Required task: Please copy the excerpt on enterprise based asset allocation, word for word, from "As interest rates" up to and including "and investment choices.".

— Start of Source excerpt —

Rates, Risks & Enterprise Based Asset Allocation™ - Part One of Two

As interest rates shift, Property & Casualty insurers adjust their portfolios to keep investment strategies aligned with enterprise targets and preferences. We explore how restrictive (versus accommodative) monetary policy can impact enterprise risk and return expectations and investment choices.

Executive Summary

Enterprise based asset allocation (EBAA™) considers the joint implications of an insurer’s exposure to capital market and insurance market expectations to formulate investment strategies. This holistic approach to evaluate risk and return, and their interdependencies across the organization, enriches planning, capital allocation and general decision-making within the firm. Increases or decreases in insurance rates and coverage terms influence the underwriting process. Similarly, investment choices consider current and projected interest rates and credit spreads. For Property & Casualty (P&C) insurers, this is particularly impactful given their significant allocation1 to fixed income assets. Over a two-part series, we evaluate how different interest rate environments and shifting federal monetary policy can impact the EBAA™ findings for these insurers, including the associated implications of strategic repositioning of a portfolio given those findings.

— End of Source excerpt —
— Start of Extracted data —

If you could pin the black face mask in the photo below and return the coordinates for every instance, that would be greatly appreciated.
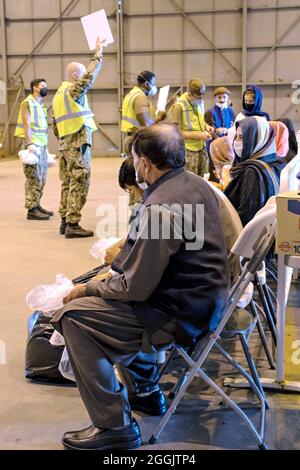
(249, 107)
(43, 92)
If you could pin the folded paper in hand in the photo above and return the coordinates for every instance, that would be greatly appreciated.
(96, 25)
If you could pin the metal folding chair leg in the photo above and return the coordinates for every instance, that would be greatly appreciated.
(268, 314)
(252, 366)
(166, 365)
(262, 335)
(194, 370)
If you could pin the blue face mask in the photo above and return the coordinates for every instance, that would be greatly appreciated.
(143, 185)
(238, 147)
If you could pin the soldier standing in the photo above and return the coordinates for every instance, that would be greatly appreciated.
(188, 116)
(73, 126)
(32, 127)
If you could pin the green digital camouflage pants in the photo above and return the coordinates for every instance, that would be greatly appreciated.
(74, 173)
(35, 180)
(196, 162)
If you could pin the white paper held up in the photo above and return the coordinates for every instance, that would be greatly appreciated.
(96, 25)
(163, 98)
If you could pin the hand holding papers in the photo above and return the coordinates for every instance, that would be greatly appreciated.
(96, 26)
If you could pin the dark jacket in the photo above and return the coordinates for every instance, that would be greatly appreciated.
(252, 186)
(193, 284)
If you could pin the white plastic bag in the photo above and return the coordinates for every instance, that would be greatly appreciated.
(246, 297)
(57, 339)
(51, 159)
(48, 298)
(65, 367)
(28, 158)
(99, 248)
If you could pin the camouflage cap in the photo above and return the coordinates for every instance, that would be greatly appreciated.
(196, 86)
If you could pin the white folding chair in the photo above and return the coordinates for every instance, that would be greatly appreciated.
(254, 253)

— End of Extracted data —

Expected answer:
As interest rates shift, Property & Casualty insurers adjust their portfolios to keep investment strategies aligned with enterprise targets and preferences. We explore how restrictive (versus accommodative) monetary policy can impact enterprise risk and return expectations and investment choices.